| WHAT IS REQUIRED |
Please print out every entry below, verbatim.
===== DATA EXCERPTS =====
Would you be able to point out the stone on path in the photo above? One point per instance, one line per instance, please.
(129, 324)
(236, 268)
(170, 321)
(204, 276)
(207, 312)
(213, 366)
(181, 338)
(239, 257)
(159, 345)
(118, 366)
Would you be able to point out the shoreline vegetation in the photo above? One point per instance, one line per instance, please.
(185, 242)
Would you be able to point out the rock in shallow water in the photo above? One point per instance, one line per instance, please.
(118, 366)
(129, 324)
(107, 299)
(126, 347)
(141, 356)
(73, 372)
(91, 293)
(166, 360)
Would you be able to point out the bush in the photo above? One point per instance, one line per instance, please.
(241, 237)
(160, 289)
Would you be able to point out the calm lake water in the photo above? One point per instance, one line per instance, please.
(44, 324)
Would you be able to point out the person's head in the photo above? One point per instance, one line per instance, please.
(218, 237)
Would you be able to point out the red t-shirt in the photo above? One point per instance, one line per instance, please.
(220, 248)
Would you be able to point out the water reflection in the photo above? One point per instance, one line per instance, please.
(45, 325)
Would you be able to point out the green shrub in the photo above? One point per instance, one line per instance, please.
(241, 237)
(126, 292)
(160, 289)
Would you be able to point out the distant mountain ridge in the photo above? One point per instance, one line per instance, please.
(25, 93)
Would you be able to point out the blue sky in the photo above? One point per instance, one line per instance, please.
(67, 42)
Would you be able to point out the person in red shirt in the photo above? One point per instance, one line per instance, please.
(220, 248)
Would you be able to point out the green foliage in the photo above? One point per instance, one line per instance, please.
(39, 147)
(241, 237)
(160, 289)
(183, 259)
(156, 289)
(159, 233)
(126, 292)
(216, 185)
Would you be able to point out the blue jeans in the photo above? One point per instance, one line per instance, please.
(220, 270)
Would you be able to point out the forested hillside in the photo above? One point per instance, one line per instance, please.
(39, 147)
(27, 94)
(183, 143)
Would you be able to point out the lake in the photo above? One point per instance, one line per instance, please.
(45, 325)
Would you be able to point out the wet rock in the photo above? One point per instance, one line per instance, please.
=====
| OUTPUT FOR THIS EXERCISE |
Would you be able to point out the stone on path in the photo above? One point per instance, one line per instance, please.
(129, 324)
(236, 268)
(170, 321)
(204, 276)
(207, 312)
(213, 366)
(181, 338)
(239, 257)
(159, 345)
(118, 366)
Would you be able to point out the shoreline vegetation in the photo above? One point per instance, one line per instance, please.
(185, 242)
Would you be able to point out the rock in shallow water in the photo above? One point per instance, one line per instance, please.
(118, 366)
(129, 324)
(107, 299)
(126, 347)
(141, 356)
(73, 372)
(91, 293)
(166, 360)
Would you be able to point out the bush in the photo above? One point per instance, one line per instance, please.
(241, 237)
(160, 289)
Would you be able to point out the calm lake water in the photo above? One point per instance, one line per instance, please.
(44, 324)
Would you be able to point out the person's head in the photo above? One point per instance, one line per instance, please.
(218, 237)
Would you be able to point out the red t-shirt in the photo above? One point per instance, one line per instance, please.
(220, 248)
Would you be able to point out the water reflection in the photo above? One point per instance, one line per instance, please.
(45, 325)
Would you be able to point out the green shrub in the photo above? One point per instance, one line per instance, please.
(241, 237)
(126, 292)
(160, 289)
Would you be able to point out the distant mountain ridge in the photo above? One point per instance, one line per instance, please.
(25, 93)
Would you be able to point out the blue sky in the photo above? One point per instance, one line per instance, please.
(67, 42)
Would you be able to point out the person in red shirt in the photo above? One point per instance, one line per instance, please.
(220, 248)
Would you be able to point out the green foliage in the photo above? One point per instance, one line per instance, please.
(39, 147)
(241, 237)
(160, 289)
(183, 259)
(156, 289)
(159, 233)
(126, 292)
(216, 185)
Would you be able to point out the blue jeans in the photo above? One point per instance, one line per instance, please.
(220, 270)
Would you be able to point out the forested hillside in the photo above? One point per instance, one line per instance, please.
(39, 147)
(27, 94)
(183, 143)
Would you be able to point out the lake in the photo above? One point per instance, one line per instance, please.
(45, 325)
Would you be able to point out the wet rock in the photo above? One point per instance, one line per instance, please.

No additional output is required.